_Excerpted text_.
○ ○ ○ ○ ○

When temperatures drop and food sources disappear, insects, which are cold-blooded creatures, face significant challenges in temperate and polar climates. Unlike mammals that generate internal heat, insects are ectotherms, meaning their body temperature is governed by the external environment. This dependency means that winter survival requires a complete overhaul of their physiology, behavior, and life cycle. Many insect species have evolved diverse survival strategies to cope with freezing temperatures, a lack of liquid water, and limited nutritional resources. These adaptations range from physically escaping the cold to chemically altering internal body fluids to prevent ice formation.
The Great Escape: Insect Migration
For a few insect species, the solution to winter is simply to leave the cold behind and relocate to warmer regions. This strategy, while spectacular, is statistically the least common method of overwintering employed by insects globally. The act of migration allows these insects to completely avoid the physiological stress of freezing temperatures and resource scarcity. The most famous example is the Monarch butterfly, which undertakes a multi-generational, thousands-of-mile journey from the United States and Canada to the oyamel fir forests in central Mexico. Other insects, like the Common Green Darner dragonfly and certain species of moths and leafhoppers, also migrate south. However, the individuals that return north in the spring are often the offspring or subsequent generations of the insects that migrated south the previous fall.

○ ○ ○ ○ ○

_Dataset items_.
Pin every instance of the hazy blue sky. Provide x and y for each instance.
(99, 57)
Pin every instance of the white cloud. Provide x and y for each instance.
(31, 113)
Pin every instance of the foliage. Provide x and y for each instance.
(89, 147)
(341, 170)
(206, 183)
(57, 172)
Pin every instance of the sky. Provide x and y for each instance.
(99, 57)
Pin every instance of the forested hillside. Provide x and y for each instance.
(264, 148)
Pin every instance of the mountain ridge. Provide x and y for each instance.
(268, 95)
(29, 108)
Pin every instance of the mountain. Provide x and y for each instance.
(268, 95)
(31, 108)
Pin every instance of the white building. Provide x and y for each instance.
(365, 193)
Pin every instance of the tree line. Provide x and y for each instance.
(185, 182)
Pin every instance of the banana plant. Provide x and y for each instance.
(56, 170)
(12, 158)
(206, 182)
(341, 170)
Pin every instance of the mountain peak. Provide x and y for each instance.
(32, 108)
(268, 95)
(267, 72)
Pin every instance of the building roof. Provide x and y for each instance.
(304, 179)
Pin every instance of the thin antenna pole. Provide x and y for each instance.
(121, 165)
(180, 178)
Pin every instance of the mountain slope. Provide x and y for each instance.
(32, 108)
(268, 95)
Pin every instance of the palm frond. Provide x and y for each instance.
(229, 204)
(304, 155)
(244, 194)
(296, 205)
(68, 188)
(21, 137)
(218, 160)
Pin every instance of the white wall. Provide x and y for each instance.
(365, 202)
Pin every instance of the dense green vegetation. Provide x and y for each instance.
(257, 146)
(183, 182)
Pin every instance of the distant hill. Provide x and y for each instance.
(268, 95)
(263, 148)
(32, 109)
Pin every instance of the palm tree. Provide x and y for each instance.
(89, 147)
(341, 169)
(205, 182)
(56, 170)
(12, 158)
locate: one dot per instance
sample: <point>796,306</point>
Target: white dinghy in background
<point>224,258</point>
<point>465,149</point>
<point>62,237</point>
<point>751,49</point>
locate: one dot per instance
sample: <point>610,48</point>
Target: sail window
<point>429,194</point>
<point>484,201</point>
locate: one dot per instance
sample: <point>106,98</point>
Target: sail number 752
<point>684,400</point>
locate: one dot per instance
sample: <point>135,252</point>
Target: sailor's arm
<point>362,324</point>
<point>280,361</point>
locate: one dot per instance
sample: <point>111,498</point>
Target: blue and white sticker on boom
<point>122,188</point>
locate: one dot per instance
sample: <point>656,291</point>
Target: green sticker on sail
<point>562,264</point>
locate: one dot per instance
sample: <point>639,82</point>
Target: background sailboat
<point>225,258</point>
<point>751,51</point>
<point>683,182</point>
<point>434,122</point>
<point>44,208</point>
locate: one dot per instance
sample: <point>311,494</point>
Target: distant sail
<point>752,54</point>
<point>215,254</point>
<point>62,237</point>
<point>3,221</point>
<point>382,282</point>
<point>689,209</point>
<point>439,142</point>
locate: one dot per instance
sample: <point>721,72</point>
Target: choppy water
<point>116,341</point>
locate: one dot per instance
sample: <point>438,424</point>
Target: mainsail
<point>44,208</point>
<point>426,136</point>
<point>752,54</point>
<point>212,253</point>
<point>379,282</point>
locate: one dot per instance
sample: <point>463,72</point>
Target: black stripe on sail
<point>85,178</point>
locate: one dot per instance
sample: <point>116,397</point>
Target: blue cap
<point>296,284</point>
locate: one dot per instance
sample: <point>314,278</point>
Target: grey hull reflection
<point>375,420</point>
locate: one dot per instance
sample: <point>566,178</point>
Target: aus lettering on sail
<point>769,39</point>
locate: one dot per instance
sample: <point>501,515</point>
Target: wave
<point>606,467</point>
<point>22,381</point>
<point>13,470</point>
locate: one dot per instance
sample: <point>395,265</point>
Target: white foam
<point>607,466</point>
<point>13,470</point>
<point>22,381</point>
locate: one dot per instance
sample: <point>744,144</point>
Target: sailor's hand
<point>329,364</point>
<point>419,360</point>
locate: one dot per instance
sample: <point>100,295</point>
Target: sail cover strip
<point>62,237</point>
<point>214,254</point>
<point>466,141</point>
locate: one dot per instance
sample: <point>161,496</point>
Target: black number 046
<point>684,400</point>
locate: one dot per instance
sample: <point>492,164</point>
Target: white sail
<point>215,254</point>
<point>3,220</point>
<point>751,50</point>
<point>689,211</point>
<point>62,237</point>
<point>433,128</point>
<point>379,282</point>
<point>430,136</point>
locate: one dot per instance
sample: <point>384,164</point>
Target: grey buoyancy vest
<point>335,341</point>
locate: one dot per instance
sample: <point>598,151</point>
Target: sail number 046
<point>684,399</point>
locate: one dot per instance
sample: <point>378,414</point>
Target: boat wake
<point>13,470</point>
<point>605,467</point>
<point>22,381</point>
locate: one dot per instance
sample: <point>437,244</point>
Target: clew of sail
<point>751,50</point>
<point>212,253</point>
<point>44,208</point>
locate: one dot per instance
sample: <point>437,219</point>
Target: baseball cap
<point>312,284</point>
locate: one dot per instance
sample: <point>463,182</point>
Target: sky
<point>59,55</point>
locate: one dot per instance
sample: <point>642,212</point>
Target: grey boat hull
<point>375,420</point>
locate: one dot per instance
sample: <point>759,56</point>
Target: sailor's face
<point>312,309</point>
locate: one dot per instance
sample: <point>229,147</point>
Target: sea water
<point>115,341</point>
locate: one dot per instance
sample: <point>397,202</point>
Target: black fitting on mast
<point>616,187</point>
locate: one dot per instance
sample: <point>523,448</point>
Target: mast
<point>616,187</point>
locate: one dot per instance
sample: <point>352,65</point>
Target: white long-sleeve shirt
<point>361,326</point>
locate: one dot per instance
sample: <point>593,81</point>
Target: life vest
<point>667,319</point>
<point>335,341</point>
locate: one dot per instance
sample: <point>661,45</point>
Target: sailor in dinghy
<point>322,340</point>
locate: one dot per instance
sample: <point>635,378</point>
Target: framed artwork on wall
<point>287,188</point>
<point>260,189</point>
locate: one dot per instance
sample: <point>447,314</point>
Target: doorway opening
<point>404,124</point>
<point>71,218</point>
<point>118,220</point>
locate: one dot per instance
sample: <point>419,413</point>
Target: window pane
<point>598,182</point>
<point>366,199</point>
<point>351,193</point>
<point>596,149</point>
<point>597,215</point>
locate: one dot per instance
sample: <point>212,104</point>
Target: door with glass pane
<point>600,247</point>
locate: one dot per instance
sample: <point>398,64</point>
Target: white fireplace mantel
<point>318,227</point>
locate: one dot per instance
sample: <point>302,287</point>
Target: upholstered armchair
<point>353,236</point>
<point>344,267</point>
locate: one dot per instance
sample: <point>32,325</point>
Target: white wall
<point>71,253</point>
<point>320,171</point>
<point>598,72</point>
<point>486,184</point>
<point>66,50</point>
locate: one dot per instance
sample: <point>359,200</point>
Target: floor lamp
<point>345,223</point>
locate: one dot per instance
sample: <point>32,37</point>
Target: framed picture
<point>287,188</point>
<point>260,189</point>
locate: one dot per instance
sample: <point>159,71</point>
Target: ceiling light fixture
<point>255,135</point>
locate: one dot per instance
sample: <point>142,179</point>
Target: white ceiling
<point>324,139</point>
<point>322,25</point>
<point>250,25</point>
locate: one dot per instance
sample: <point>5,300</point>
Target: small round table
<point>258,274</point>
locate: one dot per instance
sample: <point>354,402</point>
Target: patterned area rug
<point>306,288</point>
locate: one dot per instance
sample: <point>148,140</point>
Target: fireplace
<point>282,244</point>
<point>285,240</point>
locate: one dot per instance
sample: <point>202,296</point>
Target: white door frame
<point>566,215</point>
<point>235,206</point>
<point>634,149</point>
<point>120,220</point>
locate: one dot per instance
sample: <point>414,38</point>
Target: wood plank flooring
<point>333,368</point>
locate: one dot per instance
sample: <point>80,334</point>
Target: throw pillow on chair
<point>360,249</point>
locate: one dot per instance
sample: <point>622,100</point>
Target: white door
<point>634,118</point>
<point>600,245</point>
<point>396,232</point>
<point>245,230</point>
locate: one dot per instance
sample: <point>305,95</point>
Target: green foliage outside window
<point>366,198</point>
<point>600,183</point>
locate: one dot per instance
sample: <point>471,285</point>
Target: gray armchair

○ ○ ○ ○ ○

_List of tasks_.
1. Copy out the text on insect overwintering word for word, starting with "When temperatures drop" and going on through "prevent ice formation.".
2. Write the next part of the text on how insects survive winter, picking up right after its final sentence.

_Expected responses_.
1.
When temperatures drop and food sources disappear, insects, which are cold-blooded creatures, face significant challenges in temperate and polar climates. Unlike mammals that generate internal heat, insects are ectotherms, meaning their body temperature is governed by the external environment. This dependency means that winter survival requires a complete overhaul of their physiology, behavior, and life cycle. Many insect species have evolved diverse survival strategies to cope with freezing temperatures, a lack of liquid water, and limited nutritional resources. These adaptations range from physically escaping the cold to chemically altering internal body fluids to prevent ice formation.

2.
Pausing Life: Diapause and Dormancy
The most widespread strategy for surviving winter is entering diapause, a state of dormancy involving a genetically programmed suspension of development and metabolism. Diapause is distinct from simple quiescence, which is a temporary, immediate shutdown in response to cold that is immediately reversible. This state is often triggered by predictable environmental cues, such as the decreasing duration of daylight hours (photoperiod), rather than the immediate onset of cold.
Once triggered, diapause involves a profound metabolic reorganization, including the cessation of feeding and a significant drop in metabolic rate. Insects can enter this suspended state at any life stage, including as an egg, larva, pupa, or adult, depending on the species. For example, the Woolly Bear caterpillar overwinters as a larva, while the Mourning Cloak butterfly enters diapause as an adult, sheltered in tree cavities or under bark. This preparation allows the insect to accumulate energy reserves and synthesize protective compounds.
Chemical Warfare: Freeze Avoidance
To survive sub-zero temperatures, many insects rely on biochemical adaptations to prevent the formation of lethal ice crystals inside their cells. The two main physiological strategies are freeze avoidance and freeze tolerance. Freeze-avoiding insects cannot survive internal ice formation and prevent it by lowering the freezing point of their body fluids through supercooling.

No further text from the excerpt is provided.